THE TASK
What follows is a set of records, each of which is to be written out exactly.

++++++++

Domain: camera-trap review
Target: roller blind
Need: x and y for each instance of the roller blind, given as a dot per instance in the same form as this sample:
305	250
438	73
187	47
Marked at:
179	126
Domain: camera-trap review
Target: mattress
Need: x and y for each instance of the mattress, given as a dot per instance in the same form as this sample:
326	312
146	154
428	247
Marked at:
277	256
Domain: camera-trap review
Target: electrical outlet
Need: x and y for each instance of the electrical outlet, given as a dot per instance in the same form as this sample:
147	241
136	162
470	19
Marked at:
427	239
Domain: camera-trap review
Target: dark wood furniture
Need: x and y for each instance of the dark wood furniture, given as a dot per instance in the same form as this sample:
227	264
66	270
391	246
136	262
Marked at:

++++++++

RESULT
Domain: camera-trap review
Target: roller blind
Need: x and y for each instance of the roller blind, given as a dot per instance in the same form as this sample:
305	250
438	73
187	47
Marked at:
179	126
Domain: camera-trap review
Target: mattress
Need: x and y for each instance of the mattress, given as a dot per instance in the same form as this sample:
326	312
146	154
428	247
Marked at:
277	256
Domain: camera-trap review
Target: electrical outlet
Need: x and y for each instance of the electrical outlet, given as a dot per instance in the same form as this sample:
147	241
136	162
470	19
Marked at:
427	239
Domain: camera-trap review
Target: dark wood furniture
Need: x and y for each instance of the dark wood furniture, given as a dot per instance in the same form as this sample:
227	264
66	270
391	246
136	262
Marked at:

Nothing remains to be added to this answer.